-- START TASK INPUTS --
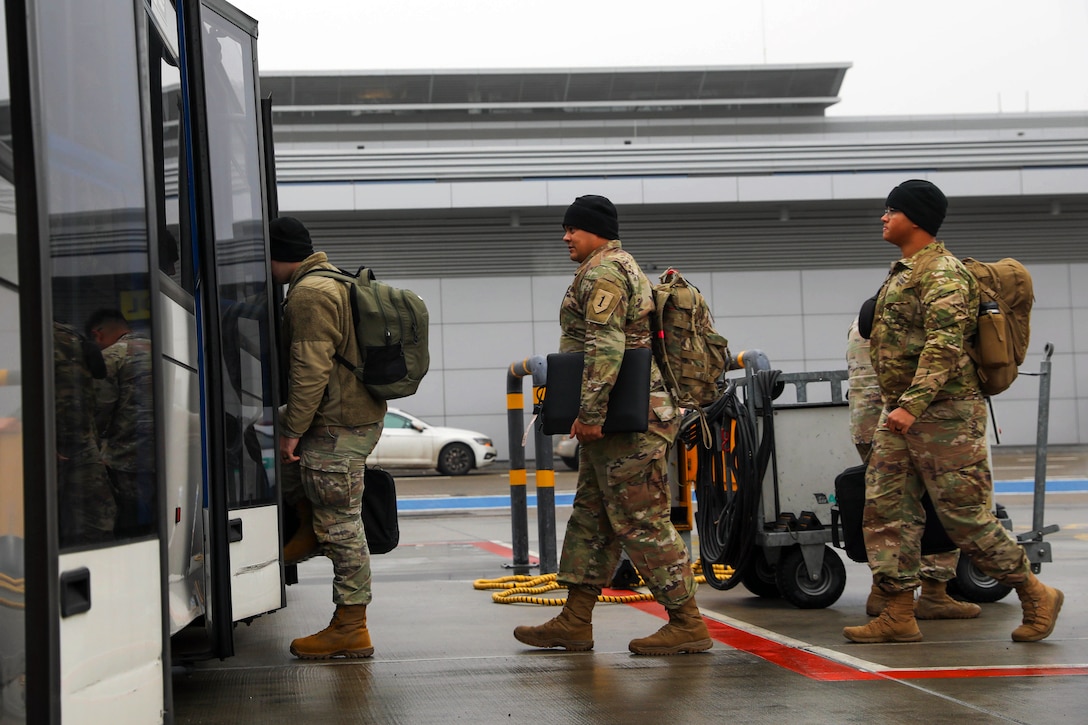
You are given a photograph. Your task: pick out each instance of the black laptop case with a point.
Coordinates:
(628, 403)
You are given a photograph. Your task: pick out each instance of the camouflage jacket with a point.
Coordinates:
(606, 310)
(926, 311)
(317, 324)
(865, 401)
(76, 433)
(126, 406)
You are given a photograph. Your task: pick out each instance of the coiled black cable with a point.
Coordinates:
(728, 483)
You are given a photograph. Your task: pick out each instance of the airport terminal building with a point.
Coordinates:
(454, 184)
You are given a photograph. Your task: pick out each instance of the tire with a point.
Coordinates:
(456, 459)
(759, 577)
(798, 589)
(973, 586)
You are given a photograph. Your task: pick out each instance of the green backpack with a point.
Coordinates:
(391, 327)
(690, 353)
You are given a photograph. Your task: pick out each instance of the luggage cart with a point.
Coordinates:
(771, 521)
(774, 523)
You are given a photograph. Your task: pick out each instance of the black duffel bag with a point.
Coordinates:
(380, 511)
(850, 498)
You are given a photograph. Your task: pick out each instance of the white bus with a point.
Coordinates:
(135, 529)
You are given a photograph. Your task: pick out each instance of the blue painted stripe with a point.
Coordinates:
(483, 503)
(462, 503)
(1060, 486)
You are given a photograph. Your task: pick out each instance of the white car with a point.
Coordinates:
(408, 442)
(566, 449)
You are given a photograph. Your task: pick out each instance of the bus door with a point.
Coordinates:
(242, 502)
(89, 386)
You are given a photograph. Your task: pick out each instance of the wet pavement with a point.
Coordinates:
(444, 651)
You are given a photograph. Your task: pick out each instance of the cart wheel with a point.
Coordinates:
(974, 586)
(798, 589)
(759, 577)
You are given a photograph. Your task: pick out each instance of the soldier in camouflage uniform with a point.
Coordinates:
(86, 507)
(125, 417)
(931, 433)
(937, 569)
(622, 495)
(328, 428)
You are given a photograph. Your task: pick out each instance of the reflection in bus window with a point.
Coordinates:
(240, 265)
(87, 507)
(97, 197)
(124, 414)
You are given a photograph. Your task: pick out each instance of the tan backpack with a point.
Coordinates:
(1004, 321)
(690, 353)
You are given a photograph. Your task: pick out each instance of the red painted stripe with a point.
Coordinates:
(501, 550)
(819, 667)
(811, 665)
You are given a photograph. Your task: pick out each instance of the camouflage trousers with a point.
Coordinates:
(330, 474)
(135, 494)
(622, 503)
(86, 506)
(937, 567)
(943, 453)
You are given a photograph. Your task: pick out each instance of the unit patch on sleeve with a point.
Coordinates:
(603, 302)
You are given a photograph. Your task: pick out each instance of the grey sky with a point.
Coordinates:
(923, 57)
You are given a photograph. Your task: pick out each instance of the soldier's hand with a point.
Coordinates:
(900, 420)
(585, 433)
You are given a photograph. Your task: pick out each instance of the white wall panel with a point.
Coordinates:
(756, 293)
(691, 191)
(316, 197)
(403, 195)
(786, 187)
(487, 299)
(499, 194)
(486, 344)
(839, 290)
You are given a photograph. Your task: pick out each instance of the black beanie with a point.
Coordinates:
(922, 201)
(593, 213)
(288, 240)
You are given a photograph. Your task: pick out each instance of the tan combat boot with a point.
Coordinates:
-- END TASK INPUTS --
-- START TASK INPUTS --
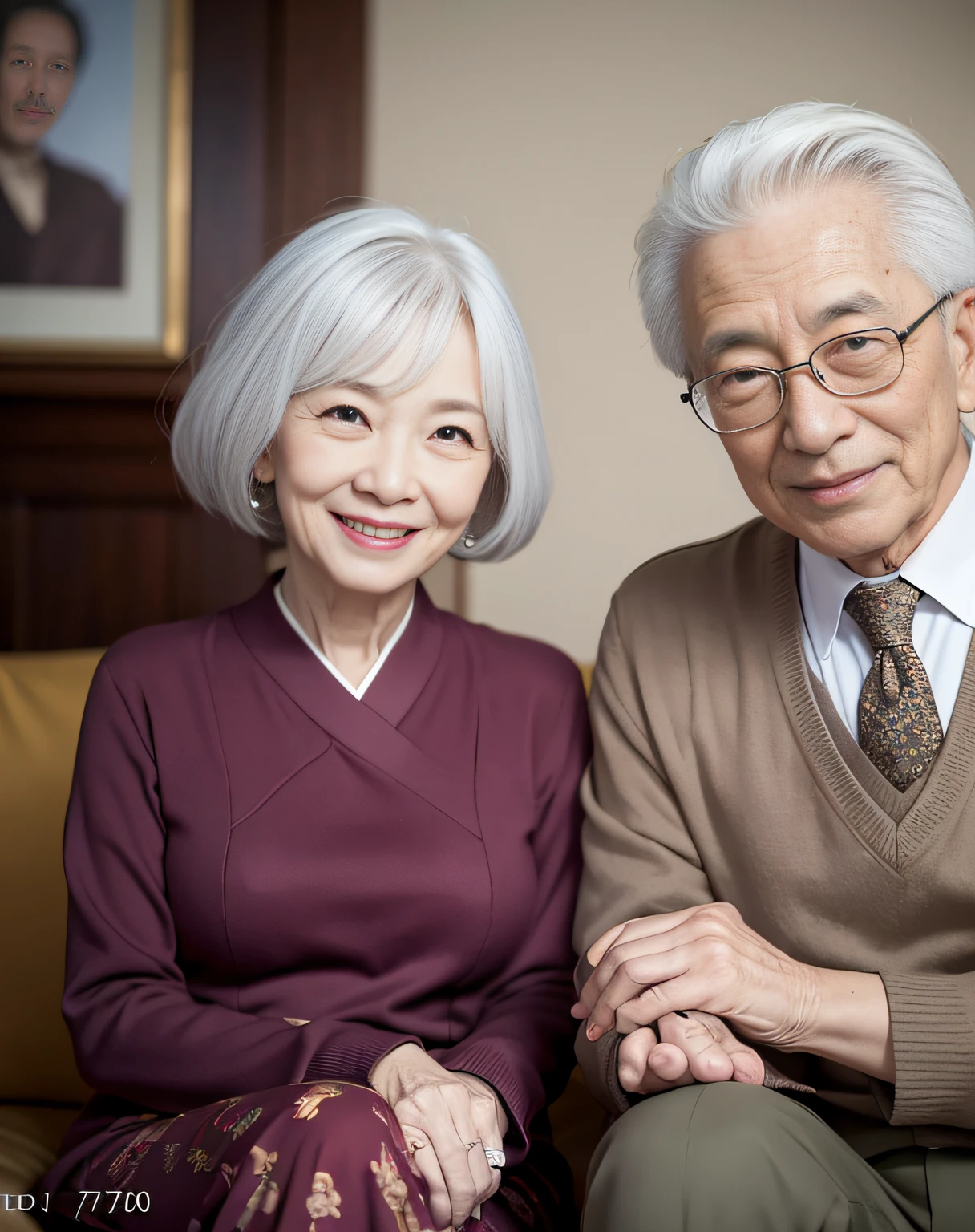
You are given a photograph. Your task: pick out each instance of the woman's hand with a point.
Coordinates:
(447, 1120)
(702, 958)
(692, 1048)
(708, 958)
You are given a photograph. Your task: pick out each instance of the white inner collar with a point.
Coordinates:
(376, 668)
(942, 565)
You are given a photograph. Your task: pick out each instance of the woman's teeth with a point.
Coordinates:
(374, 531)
-- END TASK INPUTS --
### YOUR INSTRUCTIONS
Which lines of the data above contain the string "stripe"? Pick out each one and copy it in full, treating uppercase and lowercase as different.

### SOLUTION
You are given a photograph. Your task: pick out each instance of the blue painted stripe with a point.
You are given a photograph. Your task: pick out each instance of the red painted stripe with a point.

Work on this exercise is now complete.